PROVIDED TEXT:

In [1]:
# Import packages
import nltk
from pprint import pprint
import yaml
import sys
import os
import re
import pandas as pd

dict_tagged_sentences = ''
# Below indicates the relative path to
# positive/negative/inverter/incrementer/decrementer files
DICTIONARY_DIR_PREFIX = '../dicts/'

import nltk
nltk.download('averaged_perceptron_tagger')

[nltk_data] Downloading package averaged_perceptron_tagger to
[nltk_data]     C:\Users\ZY\AppData\Roaming\nltk_data...
[nltk_data]   Package averaged_perceptron_tagger is already up-to-
[nltk_data]       date!


True

In [2]:
dell = pd.read_csv('../../../scrapy-hackathon/webscrape/linkedin/credit_suisse_hackathon_selenium.csv')
sentiment_analysis_creditS = pd.DataFrame(dell)
sentiment_analysis_creditS = sentiment_analysis_creditS['post']
sentiment_analysis_creditS[1]

'FIS in India is proud to announce the successful completion of CODE FEST 2022.  The event was hosted virtually over a period of two months and 1500 participants worked on specific challenges and leveraged skills such as Java and .Net to develop innovative solutions for the challenges given to them. We had 100+ coding challenge qualifiers from companies like Google, Amazon, Adobe, Morgan Stanley, Walmart, KPMG, Credit Suisse, Deloitte, and Oracle, and the top 3 winners were announced in a virtual award ceremony in presence of our leaders. Many congratulations to all the winners and participants and special thanks to our event hosting partner Mercer Mettl and all our colleagues for their support. Meet the winners:'

In [3]:
class Splitter(object):
    def __init__(self):
        self.nltk_splitter = nltk.data.load('tokenizers/punkt/english.pickle')
        self.nltk_tokenizer = nltk.tokenize.TreebankWordTokenizer()

    def split(self, text):
        """
        input format: a paragraph of text
        output format: a list of lists of words.
            e.g.: [['this', 'is', 'a', 'sentence'], ['this', 'is', 'another', 'one']]
        """
        sentences = self.nltk_splitter.tokenize(text)
        tokenized_sentences = [self.nltk_tokenizer.tokenize(sent) for sent in sentences]
        return tokenized_sentences


class POSTagger(object):
    def __init__(self):
        pass

    def pos_tag(self, sentences):
        """

EXERCISES TO COMPLETE:
1. In the notebook, what relative path is assigned to DICTIONARY_DIR_PREFIX?
2. Does each statement agree with the notebook? Answer yes or no and quote the words that decide it. (a) The Splitter class tokenizes words with TreebankWordTokenizer. (b) The posts are taken from a column named 'post'. (c) CODE FEST 2022 was held in person.
The listing after the notebook has no connection to it.

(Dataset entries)
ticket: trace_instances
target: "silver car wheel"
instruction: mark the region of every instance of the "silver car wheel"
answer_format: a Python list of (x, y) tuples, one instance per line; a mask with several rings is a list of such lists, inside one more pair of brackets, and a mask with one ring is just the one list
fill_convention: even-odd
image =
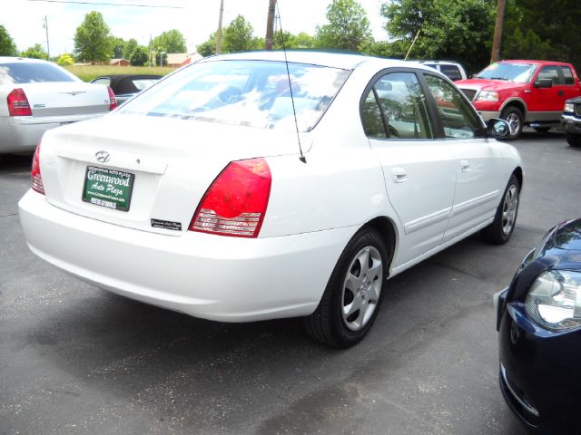
[(363, 247), (351, 260), (343, 283), (341, 314), (347, 328), (359, 331), (365, 327), (377, 308), (382, 283), (379, 251)]
[(510, 128), (512, 129), (515, 134), (520, 131), (520, 118), (517, 113), (515, 112), (508, 113), (508, 116), (507, 116), (506, 121), (508, 123), (508, 125), (510, 125)]
[(518, 210), (518, 189), (514, 184), (511, 185), (505, 194), (505, 200), (502, 205), (502, 232), (505, 235), (512, 231)]

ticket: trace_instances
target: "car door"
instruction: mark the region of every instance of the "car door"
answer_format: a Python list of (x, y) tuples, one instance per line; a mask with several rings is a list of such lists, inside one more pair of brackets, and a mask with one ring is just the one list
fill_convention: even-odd
[(403, 229), (393, 260), (398, 266), (441, 243), (452, 208), (458, 159), (452, 147), (435, 140), (417, 72), (388, 70), (376, 77), (363, 95), (361, 119)]
[[(573, 75), (571, 68), (567, 65), (559, 66), (559, 72), (561, 76), (561, 82), (563, 82), (564, 99), (565, 101), (579, 96), (579, 87), (576, 86), (576, 79)], [(565, 105), (565, 102), (563, 103)], [(561, 111), (563, 110), (561, 105)]]
[[(534, 83), (538, 82), (540, 79), (550, 79), (553, 85), (550, 88), (536, 88)], [(565, 84), (565, 79), (561, 79), (557, 65), (543, 66), (533, 78), (532, 83), (527, 102), (529, 111), (527, 121), (558, 121), (566, 99), (566, 91), (571, 85)]]
[(487, 139), (476, 111), (463, 94), (439, 76), (424, 73), (428, 98), (443, 132), (440, 148), (456, 159), (456, 191), (443, 243), (494, 217), (507, 179), (503, 179), (501, 144)]

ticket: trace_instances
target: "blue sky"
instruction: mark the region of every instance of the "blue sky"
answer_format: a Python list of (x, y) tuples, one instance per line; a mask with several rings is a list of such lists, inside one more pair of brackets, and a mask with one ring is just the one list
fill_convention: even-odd
[[(150, 35), (177, 29), (186, 38), (188, 50), (204, 42), (216, 30), (220, 0), (83, 0), (95, 3), (140, 4), (180, 6), (181, 9), (73, 5), (62, 3), (10, 0), (10, 6), (3, 8), (0, 24), (4, 25), (19, 50), (34, 44), (46, 49), (46, 35), (43, 27), (44, 16), (48, 20), (51, 56), (72, 53), (76, 28), (84, 15), (98, 11), (111, 33), (125, 40), (135, 38), (147, 44)], [(379, 7), (384, 0), (359, 0), (368, 13), (373, 35), (386, 39), (382, 29), (383, 17)], [(282, 28), (293, 34), (304, 31), (314, 34), (317, 24), (326, 23), (325, 13), (330, 0), (279, 0)], [(241, 14), (254, 27), (254, 34), (263, 36), (266, 29), (268, 0), (224, 0), (223, 24), (227, 25)]]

ANSWERS FOR THE EXERCISE:
1. '../dicts/'

2.
(a) Yes: "self.nltk_tokenizer = nltk.tokenize.TreebankWordTokenizer()"
(b) Yes: "sentiment_analysis_creditS = sentiment_analysis_creditS['post']"
(c) No: "The event was hosted virtually over a period of two months"